ESERCIZI PROPOSTI -
A - Secondo il testo, di quanto è più alta in Italia che in Europa la componente del prezzo industriale della benzina e del gasolio da autotrasporti?
B - Elenca tutti i paesi nominati nel testo.
C - Riporta dal testo, senza modifiche, il passo che si apre con le parole contenenti "In Italia le" e si chiude con "Robin Hood tax.".

TESTO FORNITO -
=====

Per quanto riguarda i profitti delle società petrolifere, essi sono essenzialmente dovuti alla rivalutazione dei giacimenti di petrolio, qualora ne posseggano; non a maggiori margini con l’aumento del prezzo del greggio.

In Italia le società petrolifere, con eccezione dell’Eni, non posseggono giacimenti. Raccolgono quindi relativamente poche rendite a seguito dell’aumento dei prezzi del greggio, che esse importano per poi raffinare. È vero però che la componente del prezzo industriale della benzina e del gasolio da autotrasporti (prezzo del greggio più raffinamento e distribuzione alla pompa, al netto delle tasse) è di circa il 10% più elevata in Italia che in Europa. Per quanto diversi possano essere i costi di approvigionamento e di distribuzione, la differenza è notevole e almeno in parte spiegabile da inefficienza e potere di mercato che giustificherebbero una Robin Hood tax.


In ogni caso, il prezzo della benzina alla pompa in Italia è composto per circa il 30% dal prezzo del greggio, per il 15-20% dall’attività di raffinazione e di distribuzione delle società petrolifere, e per oltre il 50% dalle imposte. Tali imposte, pur essendo in linea ad esempio con quelle di Francia e Germania, sono comunque del 15% circa più elevate rispetto alla media europea, e di oltre il 50% rispetto ad esempio alla Spagna.


Per quanto quindi la Robin Hood tax possa avere qualche effetto redistributivo, la sola manovra di politica economica capace di ridurre a breve il prezzo della benzina alla pompa sarebbe una riduzione diretta delle imposte.

=====

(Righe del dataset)
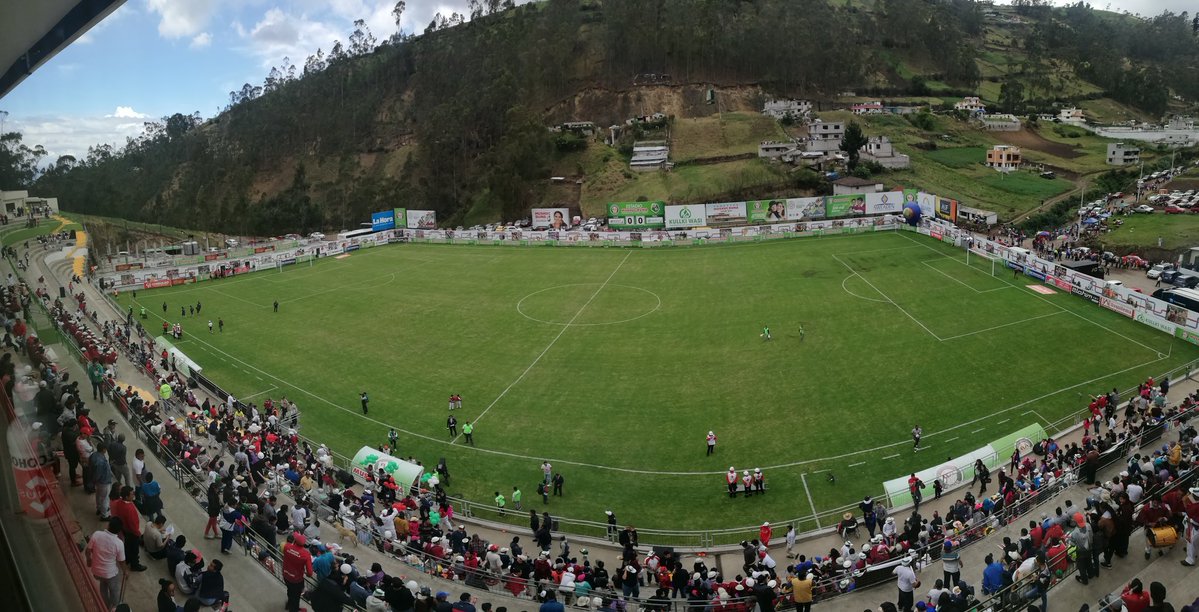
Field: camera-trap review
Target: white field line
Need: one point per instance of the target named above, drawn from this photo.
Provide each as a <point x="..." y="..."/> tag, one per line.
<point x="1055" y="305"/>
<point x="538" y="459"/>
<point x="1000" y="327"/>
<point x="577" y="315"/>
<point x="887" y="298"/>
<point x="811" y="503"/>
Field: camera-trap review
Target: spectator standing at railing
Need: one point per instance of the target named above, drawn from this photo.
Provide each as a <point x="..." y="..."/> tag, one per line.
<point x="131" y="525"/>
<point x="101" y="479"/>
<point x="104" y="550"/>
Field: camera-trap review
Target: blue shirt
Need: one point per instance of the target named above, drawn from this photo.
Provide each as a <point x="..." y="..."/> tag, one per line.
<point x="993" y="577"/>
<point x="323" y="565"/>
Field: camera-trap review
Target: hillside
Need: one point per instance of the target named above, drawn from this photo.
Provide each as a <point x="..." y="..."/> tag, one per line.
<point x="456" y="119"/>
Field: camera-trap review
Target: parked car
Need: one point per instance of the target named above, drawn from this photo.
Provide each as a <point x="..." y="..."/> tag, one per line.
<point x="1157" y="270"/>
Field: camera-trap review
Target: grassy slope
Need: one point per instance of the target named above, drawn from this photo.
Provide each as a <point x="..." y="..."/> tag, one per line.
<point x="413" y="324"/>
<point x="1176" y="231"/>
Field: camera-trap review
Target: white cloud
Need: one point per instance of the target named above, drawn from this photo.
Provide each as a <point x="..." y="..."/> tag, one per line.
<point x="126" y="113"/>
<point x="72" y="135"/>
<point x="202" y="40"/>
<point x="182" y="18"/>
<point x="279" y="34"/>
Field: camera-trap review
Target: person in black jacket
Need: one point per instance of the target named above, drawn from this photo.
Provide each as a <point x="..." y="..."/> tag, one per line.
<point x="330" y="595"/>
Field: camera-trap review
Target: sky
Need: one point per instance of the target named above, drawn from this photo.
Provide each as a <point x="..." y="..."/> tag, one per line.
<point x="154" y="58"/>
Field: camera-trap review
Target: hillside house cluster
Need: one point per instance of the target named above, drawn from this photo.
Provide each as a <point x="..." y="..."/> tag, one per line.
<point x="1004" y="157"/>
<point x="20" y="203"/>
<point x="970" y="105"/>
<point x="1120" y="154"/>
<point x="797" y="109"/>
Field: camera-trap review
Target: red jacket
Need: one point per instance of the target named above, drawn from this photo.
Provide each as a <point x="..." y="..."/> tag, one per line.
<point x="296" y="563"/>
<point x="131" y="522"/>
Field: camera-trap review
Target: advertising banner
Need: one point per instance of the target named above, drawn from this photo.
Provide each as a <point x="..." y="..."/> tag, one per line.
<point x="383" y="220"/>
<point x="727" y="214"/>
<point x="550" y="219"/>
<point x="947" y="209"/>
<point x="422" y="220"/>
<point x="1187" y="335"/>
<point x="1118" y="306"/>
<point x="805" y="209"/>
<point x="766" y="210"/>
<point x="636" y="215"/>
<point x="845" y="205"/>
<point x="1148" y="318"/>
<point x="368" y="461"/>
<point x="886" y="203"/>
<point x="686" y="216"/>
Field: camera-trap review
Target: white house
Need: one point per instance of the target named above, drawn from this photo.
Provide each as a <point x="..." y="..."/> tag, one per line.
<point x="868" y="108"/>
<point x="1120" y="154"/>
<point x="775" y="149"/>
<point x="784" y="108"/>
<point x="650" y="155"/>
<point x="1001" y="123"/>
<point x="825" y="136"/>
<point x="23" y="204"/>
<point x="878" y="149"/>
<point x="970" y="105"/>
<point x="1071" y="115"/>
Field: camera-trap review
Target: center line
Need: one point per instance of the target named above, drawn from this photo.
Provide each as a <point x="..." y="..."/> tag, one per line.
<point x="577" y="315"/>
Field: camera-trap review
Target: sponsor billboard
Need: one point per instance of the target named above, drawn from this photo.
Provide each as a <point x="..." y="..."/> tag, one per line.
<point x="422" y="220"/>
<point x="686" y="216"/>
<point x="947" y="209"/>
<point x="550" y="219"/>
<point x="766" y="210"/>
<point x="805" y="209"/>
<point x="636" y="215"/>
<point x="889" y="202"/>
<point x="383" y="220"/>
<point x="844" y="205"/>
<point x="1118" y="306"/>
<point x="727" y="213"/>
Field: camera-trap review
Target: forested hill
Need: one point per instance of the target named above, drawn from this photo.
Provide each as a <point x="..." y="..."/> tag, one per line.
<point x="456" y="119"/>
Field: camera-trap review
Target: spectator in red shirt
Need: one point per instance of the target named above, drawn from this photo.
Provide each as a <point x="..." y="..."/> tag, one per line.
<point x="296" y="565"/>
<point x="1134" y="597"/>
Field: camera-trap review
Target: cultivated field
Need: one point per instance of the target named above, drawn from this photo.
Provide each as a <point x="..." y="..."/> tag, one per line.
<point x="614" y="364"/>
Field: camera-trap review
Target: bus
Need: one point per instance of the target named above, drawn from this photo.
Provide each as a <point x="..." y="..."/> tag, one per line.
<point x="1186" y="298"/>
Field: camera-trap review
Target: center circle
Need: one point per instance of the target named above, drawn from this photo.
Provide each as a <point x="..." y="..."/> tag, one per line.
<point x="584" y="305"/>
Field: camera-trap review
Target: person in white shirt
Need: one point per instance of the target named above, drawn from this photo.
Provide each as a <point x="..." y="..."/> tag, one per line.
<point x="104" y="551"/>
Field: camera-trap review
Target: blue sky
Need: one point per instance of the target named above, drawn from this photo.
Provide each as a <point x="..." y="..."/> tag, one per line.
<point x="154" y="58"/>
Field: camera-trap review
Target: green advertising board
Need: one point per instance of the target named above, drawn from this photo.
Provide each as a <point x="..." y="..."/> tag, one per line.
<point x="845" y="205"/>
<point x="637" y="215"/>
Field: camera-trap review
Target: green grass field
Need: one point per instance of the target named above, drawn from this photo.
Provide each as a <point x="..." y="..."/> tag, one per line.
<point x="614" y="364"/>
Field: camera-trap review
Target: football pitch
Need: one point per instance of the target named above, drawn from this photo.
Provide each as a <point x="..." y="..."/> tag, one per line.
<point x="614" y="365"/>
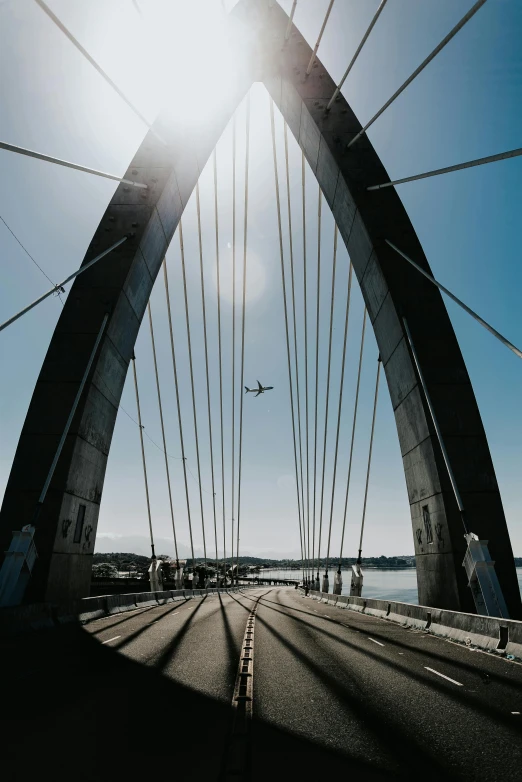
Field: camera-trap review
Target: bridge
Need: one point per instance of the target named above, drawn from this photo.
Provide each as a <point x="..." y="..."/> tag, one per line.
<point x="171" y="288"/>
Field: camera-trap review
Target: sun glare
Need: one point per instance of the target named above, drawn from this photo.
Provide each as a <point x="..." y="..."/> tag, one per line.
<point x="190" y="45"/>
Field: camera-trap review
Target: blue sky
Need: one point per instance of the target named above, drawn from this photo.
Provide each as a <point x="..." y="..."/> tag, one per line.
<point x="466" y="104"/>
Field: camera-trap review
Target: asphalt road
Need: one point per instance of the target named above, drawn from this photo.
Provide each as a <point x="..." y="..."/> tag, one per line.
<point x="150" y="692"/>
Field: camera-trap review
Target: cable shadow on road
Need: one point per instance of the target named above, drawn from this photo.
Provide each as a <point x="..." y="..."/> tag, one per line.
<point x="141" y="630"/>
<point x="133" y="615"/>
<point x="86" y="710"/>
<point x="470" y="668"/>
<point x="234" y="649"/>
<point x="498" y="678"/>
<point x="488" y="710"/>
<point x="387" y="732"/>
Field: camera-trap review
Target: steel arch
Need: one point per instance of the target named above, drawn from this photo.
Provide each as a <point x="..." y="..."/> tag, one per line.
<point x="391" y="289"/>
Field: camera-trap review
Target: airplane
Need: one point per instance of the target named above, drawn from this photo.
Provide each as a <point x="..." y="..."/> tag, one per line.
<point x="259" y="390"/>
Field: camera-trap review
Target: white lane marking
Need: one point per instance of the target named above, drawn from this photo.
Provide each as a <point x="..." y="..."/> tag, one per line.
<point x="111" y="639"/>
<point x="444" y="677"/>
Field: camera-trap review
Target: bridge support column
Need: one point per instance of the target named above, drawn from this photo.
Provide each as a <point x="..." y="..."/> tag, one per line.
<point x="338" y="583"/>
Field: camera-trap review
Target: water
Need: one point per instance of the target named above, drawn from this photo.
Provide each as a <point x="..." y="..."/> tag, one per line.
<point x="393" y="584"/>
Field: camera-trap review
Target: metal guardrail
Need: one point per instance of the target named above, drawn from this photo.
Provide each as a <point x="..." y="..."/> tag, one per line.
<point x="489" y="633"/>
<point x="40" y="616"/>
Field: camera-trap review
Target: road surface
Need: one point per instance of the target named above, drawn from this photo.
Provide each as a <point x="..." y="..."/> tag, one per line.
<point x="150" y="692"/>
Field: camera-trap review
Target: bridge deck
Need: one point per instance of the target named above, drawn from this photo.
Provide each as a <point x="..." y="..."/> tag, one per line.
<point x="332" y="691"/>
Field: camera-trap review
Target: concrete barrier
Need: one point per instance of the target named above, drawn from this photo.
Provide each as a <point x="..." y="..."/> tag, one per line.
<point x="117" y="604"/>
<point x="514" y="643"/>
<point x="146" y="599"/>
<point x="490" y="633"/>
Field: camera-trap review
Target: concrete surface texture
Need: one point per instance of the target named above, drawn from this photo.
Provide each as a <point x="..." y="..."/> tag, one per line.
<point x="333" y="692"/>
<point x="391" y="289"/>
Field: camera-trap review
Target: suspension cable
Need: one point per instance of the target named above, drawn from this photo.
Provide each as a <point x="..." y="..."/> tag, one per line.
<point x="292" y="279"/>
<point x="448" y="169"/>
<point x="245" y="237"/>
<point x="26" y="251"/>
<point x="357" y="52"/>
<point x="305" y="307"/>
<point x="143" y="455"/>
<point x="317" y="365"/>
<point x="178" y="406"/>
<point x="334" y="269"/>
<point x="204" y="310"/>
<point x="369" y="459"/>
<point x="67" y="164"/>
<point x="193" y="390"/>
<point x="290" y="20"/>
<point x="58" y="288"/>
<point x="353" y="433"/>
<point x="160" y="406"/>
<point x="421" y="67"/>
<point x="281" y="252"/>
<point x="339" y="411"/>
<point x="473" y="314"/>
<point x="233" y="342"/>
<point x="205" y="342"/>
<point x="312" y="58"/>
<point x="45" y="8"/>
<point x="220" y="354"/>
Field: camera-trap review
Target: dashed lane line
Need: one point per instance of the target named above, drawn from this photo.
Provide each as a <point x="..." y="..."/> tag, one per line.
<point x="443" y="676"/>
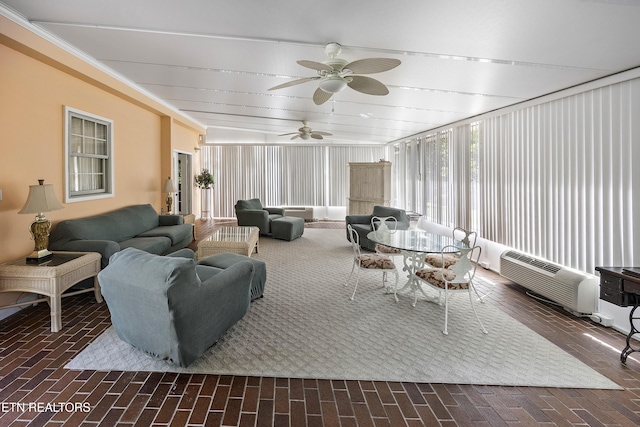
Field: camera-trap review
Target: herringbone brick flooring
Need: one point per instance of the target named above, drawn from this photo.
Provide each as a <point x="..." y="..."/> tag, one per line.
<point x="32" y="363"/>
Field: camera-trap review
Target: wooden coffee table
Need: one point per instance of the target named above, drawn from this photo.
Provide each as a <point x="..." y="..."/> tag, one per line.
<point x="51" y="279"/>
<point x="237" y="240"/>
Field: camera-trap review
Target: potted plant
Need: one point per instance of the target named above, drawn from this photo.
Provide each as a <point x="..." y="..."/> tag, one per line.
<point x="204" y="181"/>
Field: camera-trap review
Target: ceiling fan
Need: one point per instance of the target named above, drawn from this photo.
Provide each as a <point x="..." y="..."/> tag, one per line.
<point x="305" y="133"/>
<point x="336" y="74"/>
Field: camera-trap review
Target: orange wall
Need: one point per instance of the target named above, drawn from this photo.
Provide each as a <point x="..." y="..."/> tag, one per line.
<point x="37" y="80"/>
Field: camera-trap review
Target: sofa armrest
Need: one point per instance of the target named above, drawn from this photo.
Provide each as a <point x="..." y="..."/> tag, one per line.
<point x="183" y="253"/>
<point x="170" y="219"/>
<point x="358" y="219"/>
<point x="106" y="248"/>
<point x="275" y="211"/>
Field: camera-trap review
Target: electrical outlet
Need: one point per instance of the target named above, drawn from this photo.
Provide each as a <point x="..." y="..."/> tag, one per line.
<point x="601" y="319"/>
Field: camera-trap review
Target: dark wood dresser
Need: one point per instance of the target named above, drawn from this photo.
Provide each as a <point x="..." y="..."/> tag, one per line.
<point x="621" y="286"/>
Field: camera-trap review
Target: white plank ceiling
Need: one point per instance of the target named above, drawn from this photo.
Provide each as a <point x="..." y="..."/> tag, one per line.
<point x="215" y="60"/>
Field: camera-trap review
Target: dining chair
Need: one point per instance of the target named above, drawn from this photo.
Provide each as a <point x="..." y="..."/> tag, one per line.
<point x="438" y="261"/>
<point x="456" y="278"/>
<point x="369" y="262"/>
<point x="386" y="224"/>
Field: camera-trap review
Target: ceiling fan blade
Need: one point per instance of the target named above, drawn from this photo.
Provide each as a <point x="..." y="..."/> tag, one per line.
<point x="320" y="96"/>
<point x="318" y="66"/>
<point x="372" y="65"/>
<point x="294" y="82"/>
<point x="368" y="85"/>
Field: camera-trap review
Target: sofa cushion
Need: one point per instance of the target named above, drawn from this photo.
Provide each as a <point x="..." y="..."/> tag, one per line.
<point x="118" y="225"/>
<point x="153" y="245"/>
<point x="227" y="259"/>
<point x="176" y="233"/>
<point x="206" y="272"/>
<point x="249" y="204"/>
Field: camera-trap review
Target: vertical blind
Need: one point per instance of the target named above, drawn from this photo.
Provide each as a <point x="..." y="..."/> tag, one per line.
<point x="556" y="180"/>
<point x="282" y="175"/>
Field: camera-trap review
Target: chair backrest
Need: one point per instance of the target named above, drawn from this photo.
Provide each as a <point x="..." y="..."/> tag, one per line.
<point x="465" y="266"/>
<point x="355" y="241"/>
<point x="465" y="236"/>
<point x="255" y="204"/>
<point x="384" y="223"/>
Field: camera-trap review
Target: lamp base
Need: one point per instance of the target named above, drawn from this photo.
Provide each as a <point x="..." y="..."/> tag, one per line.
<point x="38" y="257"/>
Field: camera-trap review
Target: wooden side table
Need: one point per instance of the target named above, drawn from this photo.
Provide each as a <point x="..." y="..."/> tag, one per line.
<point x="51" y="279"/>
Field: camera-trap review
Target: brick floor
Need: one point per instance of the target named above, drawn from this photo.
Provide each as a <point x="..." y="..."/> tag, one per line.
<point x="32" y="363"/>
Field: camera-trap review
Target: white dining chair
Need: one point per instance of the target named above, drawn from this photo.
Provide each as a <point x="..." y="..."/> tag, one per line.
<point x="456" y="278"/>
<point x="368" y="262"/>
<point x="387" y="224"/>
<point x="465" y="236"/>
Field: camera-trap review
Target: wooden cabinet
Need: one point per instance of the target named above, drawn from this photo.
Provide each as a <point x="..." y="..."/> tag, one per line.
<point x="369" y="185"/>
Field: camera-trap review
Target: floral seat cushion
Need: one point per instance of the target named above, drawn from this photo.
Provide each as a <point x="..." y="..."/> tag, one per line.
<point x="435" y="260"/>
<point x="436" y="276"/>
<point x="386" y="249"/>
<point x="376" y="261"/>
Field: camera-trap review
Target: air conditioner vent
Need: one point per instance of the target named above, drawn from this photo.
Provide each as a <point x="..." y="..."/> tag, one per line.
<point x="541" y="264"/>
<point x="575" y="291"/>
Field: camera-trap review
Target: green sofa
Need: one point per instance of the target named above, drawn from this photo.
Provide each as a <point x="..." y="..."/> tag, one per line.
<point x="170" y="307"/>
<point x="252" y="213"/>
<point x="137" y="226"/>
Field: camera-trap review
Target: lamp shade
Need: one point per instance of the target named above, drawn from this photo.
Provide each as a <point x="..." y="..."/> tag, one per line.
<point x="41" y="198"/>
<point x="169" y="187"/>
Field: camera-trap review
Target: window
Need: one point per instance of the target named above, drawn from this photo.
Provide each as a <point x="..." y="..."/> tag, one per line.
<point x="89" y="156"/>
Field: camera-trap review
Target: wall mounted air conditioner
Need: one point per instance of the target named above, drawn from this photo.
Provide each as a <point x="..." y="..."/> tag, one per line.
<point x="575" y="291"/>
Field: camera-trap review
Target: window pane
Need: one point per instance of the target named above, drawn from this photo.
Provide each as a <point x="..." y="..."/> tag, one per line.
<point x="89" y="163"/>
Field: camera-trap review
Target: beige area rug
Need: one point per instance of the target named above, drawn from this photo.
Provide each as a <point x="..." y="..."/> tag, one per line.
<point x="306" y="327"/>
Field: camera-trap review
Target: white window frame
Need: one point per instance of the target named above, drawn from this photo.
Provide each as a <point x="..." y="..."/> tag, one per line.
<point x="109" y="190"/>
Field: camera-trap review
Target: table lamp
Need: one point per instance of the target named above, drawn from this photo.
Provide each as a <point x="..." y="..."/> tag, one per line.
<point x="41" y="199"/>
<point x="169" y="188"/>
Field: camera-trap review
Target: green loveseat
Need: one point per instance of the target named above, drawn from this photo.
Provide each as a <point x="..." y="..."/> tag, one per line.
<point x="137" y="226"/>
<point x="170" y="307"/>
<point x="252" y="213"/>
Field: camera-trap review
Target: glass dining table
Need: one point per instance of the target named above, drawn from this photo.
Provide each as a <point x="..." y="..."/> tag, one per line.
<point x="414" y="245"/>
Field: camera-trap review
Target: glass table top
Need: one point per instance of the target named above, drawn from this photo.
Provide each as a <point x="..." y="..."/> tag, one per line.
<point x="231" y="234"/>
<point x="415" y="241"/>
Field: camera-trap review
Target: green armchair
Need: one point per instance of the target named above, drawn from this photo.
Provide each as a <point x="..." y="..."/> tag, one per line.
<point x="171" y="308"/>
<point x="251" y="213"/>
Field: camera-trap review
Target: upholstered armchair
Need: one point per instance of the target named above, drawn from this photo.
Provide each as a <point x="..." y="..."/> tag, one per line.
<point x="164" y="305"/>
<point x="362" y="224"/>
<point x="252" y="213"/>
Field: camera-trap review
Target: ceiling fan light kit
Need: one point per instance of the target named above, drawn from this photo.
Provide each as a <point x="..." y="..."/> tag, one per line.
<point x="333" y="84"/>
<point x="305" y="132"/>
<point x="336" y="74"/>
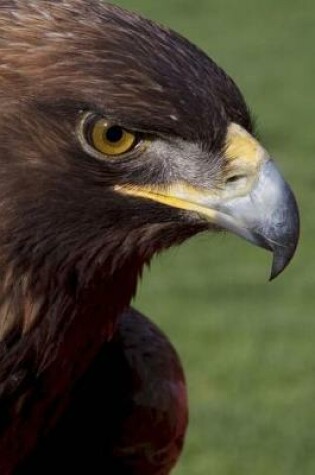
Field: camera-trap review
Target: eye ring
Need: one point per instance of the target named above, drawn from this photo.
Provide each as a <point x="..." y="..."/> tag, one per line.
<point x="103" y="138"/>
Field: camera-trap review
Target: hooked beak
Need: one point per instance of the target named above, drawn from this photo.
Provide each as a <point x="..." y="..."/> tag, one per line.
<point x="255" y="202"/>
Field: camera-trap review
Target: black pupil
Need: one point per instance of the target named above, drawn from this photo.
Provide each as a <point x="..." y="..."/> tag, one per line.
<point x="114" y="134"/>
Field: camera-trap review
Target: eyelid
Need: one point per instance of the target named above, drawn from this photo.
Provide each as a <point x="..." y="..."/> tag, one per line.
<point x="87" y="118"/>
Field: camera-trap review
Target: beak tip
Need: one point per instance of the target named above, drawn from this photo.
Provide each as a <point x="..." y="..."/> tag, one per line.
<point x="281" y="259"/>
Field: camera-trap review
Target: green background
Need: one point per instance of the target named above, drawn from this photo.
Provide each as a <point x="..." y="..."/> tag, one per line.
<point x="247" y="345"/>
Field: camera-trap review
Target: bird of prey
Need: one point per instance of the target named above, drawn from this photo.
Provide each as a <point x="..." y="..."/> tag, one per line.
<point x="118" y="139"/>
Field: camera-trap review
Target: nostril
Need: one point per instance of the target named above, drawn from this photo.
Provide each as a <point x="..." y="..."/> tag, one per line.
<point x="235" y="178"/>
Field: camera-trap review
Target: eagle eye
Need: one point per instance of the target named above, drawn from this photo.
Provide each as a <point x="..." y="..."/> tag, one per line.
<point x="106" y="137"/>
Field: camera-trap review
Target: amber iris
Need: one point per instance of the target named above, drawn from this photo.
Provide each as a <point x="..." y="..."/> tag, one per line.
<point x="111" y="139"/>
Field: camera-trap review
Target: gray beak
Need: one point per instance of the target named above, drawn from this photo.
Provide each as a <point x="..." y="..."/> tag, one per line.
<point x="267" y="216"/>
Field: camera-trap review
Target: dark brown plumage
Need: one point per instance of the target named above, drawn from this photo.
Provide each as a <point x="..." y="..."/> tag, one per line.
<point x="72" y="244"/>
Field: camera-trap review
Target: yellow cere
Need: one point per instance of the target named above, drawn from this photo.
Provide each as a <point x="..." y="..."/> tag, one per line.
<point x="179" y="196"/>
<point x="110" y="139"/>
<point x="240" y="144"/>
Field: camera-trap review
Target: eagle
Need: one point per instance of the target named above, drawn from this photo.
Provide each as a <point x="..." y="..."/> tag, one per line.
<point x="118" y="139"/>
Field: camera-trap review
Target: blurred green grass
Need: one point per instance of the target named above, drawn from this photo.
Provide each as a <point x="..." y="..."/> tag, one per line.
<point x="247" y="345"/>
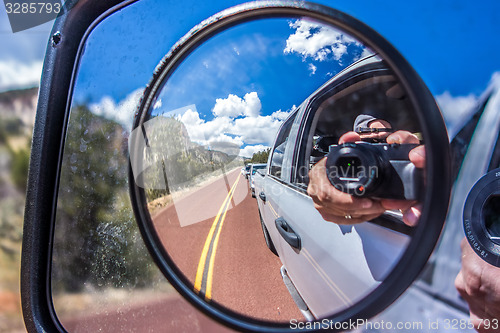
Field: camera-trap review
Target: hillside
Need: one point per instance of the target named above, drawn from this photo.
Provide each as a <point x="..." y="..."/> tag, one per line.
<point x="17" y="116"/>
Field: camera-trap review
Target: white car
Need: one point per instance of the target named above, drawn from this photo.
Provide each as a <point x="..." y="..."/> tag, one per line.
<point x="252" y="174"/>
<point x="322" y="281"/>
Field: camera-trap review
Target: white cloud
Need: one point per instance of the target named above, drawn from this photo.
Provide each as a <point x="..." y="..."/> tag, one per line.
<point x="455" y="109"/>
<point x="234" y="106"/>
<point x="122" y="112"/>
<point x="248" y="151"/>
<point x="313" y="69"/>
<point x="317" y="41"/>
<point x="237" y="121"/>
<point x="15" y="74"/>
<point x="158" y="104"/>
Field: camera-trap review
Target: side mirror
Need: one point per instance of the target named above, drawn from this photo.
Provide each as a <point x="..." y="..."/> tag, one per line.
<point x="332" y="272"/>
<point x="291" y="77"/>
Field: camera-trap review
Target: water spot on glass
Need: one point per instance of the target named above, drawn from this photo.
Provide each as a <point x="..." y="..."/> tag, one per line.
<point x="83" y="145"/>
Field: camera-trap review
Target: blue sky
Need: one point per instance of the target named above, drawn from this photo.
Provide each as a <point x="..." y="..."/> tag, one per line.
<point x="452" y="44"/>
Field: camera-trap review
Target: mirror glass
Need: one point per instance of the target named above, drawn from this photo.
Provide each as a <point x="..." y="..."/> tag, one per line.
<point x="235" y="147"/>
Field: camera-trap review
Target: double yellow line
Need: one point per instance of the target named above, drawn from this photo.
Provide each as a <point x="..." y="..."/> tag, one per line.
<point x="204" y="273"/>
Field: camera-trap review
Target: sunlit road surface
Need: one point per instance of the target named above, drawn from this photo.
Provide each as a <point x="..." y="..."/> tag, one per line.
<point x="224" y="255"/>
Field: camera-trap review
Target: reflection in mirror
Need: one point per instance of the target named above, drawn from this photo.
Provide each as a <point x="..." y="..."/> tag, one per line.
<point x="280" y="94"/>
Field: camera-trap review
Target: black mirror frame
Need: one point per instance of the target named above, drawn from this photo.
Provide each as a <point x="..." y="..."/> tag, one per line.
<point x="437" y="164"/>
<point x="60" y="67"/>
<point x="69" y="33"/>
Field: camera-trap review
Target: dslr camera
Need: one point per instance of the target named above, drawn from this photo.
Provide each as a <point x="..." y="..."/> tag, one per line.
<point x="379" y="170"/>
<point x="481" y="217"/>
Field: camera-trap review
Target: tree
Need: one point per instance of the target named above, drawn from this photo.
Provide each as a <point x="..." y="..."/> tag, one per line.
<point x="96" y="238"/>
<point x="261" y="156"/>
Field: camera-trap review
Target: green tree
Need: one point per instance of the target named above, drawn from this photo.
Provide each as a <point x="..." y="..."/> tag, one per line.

=====

SOLUZIONI SVOLTE -
A - Di circa il 10%.

B - Italia, Francia, Germania, Spagna

C -
In Italia le società petrolifere, con eccezione dell’Eni, non posseggono giacimenti. Raccolgono quindi relativamente poche rendite a seguito dell’aumento dei prezzi del greggio, che esse importano per poi raffinare. È vero però che la componente del prezzo industriale della benzina e del gasolio da autotrasporti (prezzo del greggio più raffinamento e distribuzione alla pompa, al netto delle tasse) è di circa il 10% più elevata in Italia che in Europa. Per quanto diversi possano essere i costi di approvigionamento e di distribuzione, la differenza è notevole e almeno in parte spiegabile da inefficienza e potere di mercato che giustificherebbero una Robin Hood tax.